Exercise prompt >>
Return the records below from the line containing "Could you point out the rocky summit" onward, exactly, through and including the last line.

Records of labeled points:

+++

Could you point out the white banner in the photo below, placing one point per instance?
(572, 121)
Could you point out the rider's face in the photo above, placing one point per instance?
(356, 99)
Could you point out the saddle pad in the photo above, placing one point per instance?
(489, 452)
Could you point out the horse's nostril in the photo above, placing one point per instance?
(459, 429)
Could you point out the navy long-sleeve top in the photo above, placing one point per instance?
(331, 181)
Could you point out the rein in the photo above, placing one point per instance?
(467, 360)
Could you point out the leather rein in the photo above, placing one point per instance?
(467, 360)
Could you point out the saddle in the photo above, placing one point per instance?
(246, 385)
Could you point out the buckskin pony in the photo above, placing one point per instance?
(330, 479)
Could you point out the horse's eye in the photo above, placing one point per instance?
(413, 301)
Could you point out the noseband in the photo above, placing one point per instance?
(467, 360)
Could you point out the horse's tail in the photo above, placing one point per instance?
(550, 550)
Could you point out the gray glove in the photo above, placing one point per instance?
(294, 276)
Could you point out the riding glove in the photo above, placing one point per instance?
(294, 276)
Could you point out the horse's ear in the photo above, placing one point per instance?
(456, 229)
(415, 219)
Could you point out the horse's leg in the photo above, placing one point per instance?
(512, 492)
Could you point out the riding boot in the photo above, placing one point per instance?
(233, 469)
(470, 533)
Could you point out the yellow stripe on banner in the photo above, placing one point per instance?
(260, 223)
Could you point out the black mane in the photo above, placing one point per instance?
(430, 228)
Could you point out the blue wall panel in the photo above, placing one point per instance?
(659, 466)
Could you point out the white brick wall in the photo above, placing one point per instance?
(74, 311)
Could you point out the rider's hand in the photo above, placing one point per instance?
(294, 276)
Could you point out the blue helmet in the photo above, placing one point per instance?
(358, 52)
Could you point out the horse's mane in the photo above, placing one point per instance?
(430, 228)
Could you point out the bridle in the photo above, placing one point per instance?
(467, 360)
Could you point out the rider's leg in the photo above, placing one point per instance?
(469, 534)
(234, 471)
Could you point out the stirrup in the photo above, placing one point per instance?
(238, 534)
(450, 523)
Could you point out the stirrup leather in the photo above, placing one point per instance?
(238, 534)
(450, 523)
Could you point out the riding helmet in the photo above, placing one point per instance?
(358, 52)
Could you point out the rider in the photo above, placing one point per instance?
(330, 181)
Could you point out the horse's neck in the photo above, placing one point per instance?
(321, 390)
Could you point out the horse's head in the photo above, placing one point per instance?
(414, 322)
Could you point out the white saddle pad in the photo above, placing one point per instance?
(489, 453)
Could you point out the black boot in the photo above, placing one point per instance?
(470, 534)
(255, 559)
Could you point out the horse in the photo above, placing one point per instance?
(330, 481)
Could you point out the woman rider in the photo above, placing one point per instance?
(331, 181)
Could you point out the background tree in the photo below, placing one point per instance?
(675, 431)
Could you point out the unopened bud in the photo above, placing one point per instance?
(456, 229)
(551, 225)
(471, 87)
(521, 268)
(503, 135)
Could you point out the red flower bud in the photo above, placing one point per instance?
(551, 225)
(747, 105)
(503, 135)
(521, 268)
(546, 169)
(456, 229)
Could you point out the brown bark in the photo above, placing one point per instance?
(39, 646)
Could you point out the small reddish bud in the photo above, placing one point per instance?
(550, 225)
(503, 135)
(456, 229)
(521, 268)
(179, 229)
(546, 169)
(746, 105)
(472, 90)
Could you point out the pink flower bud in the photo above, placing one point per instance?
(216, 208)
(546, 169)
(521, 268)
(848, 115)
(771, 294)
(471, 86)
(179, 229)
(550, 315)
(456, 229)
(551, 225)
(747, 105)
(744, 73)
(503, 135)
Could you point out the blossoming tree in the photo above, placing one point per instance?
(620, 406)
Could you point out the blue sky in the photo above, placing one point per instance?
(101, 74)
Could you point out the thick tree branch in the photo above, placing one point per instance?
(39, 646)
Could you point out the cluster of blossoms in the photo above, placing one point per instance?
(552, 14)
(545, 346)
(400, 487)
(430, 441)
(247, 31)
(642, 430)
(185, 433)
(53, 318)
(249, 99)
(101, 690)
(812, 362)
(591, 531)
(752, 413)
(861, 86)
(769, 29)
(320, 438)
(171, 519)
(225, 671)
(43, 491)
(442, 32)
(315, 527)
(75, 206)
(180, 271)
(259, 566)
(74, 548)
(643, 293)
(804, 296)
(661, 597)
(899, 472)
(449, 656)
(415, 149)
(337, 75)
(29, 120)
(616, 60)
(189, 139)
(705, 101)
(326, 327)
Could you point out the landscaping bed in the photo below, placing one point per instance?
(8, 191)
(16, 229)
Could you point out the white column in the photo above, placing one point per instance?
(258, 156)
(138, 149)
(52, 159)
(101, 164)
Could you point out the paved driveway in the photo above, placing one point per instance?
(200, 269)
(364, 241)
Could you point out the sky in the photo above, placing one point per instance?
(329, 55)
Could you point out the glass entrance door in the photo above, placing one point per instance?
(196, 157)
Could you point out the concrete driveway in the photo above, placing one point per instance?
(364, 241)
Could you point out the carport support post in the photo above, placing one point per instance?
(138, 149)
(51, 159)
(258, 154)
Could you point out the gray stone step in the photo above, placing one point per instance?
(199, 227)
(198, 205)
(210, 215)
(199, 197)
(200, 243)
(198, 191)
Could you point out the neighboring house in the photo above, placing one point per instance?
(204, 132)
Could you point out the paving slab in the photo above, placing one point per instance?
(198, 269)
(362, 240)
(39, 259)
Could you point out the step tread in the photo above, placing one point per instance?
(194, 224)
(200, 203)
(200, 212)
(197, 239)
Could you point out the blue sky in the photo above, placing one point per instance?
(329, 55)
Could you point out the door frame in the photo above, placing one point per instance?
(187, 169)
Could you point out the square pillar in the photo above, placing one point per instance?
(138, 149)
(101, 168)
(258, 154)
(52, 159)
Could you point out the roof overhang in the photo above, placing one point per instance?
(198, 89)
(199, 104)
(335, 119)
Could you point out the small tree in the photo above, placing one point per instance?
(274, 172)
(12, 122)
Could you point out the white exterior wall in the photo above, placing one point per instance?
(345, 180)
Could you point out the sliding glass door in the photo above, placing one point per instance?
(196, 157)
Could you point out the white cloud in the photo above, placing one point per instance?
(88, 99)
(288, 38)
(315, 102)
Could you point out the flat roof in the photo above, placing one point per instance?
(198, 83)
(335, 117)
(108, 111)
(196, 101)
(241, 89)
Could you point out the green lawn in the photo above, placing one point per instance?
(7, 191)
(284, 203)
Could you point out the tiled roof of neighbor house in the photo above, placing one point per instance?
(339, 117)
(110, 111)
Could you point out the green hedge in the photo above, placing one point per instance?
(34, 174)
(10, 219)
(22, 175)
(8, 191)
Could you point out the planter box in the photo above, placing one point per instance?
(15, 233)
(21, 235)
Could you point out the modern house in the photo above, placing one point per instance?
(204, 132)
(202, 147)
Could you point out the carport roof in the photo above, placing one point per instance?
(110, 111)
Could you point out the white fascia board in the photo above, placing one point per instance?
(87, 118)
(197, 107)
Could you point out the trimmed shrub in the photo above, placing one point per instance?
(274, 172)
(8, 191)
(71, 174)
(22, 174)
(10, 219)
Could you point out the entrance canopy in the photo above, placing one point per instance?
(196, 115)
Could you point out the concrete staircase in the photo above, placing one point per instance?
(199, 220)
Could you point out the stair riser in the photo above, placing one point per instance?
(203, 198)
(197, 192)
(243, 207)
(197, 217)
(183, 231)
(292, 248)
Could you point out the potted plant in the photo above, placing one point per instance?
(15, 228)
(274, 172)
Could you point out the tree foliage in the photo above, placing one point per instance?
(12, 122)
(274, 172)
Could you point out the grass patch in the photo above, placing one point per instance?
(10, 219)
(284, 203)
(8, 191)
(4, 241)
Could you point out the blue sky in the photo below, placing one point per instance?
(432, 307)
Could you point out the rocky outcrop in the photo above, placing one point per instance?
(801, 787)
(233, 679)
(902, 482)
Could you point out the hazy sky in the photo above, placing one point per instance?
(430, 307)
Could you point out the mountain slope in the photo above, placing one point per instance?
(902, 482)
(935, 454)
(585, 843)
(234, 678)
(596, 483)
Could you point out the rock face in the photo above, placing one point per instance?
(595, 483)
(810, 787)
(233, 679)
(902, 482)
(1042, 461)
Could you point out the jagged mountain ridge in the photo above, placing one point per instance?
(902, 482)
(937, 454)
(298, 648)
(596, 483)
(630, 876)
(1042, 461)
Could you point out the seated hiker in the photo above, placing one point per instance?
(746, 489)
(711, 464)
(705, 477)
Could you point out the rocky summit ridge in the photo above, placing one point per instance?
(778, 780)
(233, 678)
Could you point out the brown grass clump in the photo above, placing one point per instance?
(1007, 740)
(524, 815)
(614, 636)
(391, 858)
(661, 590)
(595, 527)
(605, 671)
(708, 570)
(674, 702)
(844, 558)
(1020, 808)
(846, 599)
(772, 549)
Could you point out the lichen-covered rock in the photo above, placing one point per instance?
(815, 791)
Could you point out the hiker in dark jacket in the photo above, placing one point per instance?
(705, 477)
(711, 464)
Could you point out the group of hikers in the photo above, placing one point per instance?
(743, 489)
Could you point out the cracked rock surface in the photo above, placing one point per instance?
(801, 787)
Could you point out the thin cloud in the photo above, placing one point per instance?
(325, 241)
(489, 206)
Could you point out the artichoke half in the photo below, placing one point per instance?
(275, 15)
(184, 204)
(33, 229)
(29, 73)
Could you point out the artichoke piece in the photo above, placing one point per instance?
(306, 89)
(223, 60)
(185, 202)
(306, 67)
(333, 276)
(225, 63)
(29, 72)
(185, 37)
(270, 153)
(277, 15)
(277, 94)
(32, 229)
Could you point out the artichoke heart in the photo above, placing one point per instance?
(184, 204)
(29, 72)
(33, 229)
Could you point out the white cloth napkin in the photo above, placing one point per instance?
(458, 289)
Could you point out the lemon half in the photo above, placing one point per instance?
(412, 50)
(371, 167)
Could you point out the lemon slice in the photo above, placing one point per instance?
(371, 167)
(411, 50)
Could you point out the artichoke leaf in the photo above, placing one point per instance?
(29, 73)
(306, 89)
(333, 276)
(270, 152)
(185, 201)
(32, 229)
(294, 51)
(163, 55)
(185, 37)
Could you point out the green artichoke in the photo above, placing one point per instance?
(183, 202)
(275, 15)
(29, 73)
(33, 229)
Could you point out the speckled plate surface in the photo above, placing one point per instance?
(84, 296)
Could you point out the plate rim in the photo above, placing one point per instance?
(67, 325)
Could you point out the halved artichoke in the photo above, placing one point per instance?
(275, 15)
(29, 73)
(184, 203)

+++

Full solution >>
Could you point out the rocky summit ridge in the photo above, placing one point per instance?
(778, 780)
(233, 678)
Could you point out the brown grass clump in the photo above, placing one point per instance?
(1007, 740)
(524, 815)
(614, 636)
(391, 858)
(661, 590)
(595, 527)
(605, 671)
(708, 570)
(674, 702)
(844, 558)
(1020, 808)
(846, 599)
(772, 549)
Could you point out the lichen-covered rock in the photo above, placing one point per instance?
(815, 791)
Could you point out the hiker in dark jacket in the photo above, placing one point per instance?
(705, 477)
(711, 464)
Could you point out the group of hikers in the photo above, placing one point per instance?
(743, 489)
Could you point out the cracked rock surface in the photo above, placing one point per instance?
(801, 787)
Could you point out the thin cloud in the photo above, placing one point per instance?
(325, 241)
(489, 206)
Could you point out the artichoke half in the photo below, placing one point per instance?
(275, 15)
(184, 204)
(33, 229)
(29, 73)
Could you point out the artichoke piece in the photo above, placing one point per instance?
(306, 89)
(223, 60)
(185, 202)
(306, 67)
(333, 276)
(225, 63)
(29, 72)
(185, 37)
(270, 153)
(277, 15)
(277, 94)
(32, 229)
Could you point out the artichoke heart in the photo above, placing one point per instance?
(184, 204)
(29, 72)
(33, 229)
Could you point out the white cloth napkin in the photo above, placing one point per instance?
(458, 289)
Could you point out the lemon half in the photo above, placing one point per instance?
(412, 50)
(371, 167)
Could you point out the lemon slice in the photo above, placing one point per instance?
(371, 167)
(411, 50)
Could you point out the artichoke leaf in the photo above, placing one point per instance?
(29, 73)
(306, 89)
(333, 276)
(270, 152)
(185, 201)
(32, 229)
(294, 51)
(163, 55)
(185, 37)
Could you point out the green artichoke in the photo above, placing one point per instance?
(183, 202)
(275, 15)
(29, 73)
(33, 229)
Could you point out the speckled plate surface in the photo above, placing one point per instance?
(84, 296)
Could you point out the plate rim in the photo above, placing one point per instance?
(67, 325)
Could you point out the halved artichoke in the photo above, placing one point per instance?
(275, 15)
(29, 73)
(184, 203)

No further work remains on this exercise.